### TASK DIRECTIONS
In the listing that follows, locate the line containing "Task: indicate the beach" and the line containing "Task: indicate the walking woman". Retype exactly those two lines and every line between them, and nothing more.
● ● ● ●
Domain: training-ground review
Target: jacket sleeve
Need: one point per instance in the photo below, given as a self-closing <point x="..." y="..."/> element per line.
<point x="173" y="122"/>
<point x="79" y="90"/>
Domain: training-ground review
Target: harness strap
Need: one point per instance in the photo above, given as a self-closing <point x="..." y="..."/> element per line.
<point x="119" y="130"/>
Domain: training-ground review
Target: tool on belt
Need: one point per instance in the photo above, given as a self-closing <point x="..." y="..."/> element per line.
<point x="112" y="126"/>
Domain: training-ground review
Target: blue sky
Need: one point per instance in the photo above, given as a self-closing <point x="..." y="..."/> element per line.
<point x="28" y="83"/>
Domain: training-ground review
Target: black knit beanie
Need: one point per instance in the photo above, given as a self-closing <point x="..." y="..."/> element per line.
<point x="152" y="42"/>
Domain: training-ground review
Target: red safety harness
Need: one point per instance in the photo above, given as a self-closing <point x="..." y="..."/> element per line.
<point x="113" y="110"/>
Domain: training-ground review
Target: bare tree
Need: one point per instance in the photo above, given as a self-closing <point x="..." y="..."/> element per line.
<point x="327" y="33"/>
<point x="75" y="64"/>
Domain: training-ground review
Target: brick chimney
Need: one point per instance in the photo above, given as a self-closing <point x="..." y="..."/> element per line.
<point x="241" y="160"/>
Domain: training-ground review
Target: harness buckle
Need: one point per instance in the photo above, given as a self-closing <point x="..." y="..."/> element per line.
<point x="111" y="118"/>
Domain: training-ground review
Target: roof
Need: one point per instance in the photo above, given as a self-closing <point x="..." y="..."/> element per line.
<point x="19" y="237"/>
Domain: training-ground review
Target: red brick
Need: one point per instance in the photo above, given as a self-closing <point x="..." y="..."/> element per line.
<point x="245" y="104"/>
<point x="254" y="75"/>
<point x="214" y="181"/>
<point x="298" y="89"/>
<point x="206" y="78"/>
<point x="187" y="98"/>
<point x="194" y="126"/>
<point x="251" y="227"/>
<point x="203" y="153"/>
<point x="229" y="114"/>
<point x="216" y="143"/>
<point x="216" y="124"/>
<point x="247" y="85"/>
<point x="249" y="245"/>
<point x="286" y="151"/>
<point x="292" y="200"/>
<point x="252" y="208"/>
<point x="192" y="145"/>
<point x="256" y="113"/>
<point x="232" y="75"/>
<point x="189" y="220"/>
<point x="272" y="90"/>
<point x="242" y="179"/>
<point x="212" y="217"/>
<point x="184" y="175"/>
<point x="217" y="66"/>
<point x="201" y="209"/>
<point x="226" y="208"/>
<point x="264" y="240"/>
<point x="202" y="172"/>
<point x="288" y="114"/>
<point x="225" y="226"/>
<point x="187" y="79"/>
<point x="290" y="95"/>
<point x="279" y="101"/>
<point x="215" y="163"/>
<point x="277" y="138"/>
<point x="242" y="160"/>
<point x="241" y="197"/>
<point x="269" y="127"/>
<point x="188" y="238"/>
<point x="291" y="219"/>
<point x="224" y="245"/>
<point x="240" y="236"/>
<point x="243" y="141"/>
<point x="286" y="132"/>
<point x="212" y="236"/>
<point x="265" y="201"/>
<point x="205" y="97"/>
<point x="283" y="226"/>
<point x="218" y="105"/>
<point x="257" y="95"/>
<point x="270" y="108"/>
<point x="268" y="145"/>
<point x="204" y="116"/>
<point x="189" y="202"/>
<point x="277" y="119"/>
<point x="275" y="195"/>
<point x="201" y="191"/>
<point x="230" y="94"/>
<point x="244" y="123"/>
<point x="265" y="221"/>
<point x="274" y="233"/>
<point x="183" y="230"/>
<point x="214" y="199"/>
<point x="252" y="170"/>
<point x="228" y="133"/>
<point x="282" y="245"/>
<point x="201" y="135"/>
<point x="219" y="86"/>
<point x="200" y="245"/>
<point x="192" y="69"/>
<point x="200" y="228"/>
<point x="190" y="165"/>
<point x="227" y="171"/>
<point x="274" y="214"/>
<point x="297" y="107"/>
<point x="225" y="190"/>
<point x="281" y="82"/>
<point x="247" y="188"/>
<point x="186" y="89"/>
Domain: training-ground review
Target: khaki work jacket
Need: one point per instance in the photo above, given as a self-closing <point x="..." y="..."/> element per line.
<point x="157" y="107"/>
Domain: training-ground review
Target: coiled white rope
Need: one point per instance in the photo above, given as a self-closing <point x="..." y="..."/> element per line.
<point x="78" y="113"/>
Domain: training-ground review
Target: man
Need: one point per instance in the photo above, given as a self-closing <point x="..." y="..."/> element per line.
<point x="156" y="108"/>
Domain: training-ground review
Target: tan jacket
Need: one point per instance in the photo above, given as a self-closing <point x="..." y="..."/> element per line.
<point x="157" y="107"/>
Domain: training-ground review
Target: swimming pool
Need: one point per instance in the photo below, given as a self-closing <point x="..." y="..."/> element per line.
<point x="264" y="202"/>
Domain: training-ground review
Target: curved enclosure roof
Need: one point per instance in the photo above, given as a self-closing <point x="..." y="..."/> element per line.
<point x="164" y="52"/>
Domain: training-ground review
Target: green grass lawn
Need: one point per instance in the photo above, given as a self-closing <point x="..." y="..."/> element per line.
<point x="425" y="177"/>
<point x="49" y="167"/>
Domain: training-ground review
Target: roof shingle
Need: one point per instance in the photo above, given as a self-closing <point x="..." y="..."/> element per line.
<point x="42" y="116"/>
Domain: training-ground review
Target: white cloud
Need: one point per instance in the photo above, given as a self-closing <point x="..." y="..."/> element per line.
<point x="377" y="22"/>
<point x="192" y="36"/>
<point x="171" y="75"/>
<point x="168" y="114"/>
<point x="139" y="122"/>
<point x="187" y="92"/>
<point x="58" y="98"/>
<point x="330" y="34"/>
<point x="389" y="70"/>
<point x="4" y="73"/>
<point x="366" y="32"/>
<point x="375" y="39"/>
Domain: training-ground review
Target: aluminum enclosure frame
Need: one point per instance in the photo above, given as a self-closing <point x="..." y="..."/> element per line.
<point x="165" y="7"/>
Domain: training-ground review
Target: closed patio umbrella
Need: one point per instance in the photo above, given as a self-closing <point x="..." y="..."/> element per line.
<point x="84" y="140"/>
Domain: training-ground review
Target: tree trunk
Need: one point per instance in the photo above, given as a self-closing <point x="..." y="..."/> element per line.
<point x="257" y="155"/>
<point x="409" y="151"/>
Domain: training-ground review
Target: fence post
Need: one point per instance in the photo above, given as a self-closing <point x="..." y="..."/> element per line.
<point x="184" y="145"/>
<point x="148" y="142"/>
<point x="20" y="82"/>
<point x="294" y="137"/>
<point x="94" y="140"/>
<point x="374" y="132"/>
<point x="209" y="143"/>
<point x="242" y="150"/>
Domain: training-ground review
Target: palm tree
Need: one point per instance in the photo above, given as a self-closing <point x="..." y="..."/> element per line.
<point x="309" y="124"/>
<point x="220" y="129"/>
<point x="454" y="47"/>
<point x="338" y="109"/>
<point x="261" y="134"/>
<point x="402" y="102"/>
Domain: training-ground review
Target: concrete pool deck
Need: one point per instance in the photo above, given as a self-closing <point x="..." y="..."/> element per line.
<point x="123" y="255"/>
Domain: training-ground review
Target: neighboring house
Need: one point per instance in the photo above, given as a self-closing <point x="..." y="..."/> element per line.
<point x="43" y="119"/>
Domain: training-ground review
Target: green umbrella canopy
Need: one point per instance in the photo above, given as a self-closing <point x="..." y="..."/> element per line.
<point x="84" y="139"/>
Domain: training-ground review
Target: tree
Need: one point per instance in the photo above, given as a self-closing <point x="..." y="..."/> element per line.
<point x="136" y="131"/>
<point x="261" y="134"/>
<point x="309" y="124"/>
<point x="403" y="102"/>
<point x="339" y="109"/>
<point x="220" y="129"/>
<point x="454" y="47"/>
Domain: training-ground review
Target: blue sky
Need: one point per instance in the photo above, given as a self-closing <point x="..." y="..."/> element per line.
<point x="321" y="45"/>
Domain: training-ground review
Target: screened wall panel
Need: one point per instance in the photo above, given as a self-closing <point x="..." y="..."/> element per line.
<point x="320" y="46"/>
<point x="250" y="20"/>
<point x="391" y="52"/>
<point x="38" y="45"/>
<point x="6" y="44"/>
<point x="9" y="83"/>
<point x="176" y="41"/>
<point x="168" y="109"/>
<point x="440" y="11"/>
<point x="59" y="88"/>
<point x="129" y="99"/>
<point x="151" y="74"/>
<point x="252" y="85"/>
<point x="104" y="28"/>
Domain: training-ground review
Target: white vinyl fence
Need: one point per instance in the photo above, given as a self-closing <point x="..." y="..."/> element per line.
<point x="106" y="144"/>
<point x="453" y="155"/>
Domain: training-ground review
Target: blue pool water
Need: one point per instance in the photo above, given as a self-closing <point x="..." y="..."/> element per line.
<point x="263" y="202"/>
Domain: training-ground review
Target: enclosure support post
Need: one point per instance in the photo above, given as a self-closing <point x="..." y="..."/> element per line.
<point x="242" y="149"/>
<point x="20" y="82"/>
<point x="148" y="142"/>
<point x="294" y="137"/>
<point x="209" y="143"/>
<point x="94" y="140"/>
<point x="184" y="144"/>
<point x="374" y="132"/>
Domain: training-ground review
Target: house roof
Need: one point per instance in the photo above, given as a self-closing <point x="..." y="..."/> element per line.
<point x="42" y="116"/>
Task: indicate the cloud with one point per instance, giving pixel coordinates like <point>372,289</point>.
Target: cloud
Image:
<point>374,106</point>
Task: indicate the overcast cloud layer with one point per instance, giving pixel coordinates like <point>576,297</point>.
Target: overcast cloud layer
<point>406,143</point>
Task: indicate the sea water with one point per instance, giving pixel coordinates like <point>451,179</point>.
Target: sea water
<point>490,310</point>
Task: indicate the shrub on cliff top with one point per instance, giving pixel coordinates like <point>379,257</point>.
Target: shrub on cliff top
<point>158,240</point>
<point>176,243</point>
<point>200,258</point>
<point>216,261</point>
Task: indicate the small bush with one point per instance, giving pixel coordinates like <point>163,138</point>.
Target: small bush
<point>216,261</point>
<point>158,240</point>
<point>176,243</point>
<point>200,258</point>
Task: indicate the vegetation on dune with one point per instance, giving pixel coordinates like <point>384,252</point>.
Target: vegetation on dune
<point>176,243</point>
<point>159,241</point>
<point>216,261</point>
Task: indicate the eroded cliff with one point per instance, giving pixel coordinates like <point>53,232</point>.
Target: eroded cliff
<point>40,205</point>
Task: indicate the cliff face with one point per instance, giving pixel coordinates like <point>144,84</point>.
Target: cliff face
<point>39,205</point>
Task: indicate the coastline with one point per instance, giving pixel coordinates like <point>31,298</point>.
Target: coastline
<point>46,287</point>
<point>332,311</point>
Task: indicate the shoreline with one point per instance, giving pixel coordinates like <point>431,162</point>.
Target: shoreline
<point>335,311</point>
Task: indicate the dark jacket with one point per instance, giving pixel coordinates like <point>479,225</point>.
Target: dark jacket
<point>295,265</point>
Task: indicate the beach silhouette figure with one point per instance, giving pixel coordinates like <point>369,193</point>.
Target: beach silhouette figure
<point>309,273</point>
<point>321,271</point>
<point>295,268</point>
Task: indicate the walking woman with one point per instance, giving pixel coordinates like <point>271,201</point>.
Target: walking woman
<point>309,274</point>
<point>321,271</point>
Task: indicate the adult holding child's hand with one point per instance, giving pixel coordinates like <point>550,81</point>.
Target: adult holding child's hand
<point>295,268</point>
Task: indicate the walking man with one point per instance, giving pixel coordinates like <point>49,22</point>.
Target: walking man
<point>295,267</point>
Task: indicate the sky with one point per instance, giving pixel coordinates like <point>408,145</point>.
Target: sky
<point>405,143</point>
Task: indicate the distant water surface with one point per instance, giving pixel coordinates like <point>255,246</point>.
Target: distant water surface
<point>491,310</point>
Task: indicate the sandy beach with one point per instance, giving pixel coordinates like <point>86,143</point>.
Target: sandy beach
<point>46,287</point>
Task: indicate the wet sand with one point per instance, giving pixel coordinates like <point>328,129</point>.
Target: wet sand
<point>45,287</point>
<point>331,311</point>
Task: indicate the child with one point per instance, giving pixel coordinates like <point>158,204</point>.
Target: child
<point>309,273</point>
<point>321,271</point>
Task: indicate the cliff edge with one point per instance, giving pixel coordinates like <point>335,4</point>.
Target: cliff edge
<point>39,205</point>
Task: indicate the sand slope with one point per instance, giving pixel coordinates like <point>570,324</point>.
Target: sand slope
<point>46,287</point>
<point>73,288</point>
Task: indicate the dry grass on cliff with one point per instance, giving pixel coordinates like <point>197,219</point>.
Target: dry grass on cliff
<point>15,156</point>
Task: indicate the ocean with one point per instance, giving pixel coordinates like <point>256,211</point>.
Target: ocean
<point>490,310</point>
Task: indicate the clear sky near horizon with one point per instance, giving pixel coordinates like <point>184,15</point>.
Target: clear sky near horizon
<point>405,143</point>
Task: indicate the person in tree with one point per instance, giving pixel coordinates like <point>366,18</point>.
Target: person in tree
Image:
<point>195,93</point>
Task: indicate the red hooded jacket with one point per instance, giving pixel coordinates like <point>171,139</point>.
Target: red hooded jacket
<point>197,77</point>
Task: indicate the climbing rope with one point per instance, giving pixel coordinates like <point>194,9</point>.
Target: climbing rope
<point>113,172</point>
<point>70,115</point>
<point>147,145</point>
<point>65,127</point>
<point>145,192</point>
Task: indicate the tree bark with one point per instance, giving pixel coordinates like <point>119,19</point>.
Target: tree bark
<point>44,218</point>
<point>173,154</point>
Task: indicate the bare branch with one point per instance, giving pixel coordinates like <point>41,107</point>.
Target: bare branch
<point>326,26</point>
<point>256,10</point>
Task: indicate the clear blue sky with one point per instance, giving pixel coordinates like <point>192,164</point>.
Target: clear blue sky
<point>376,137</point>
● ● ● ●
### SOLUTION BELOW
Task: indicate the beach silhouette figure with one point per instance, giving pixel coordinates like <point>369,193</point>.
Target: beach silhouette figure
<point>309,273</point>
<point>321,271</point>
<point>295,268</point>
Task: indicate the walking woman with one point per instance, giving pixel coordinates like <point>271,201</point>.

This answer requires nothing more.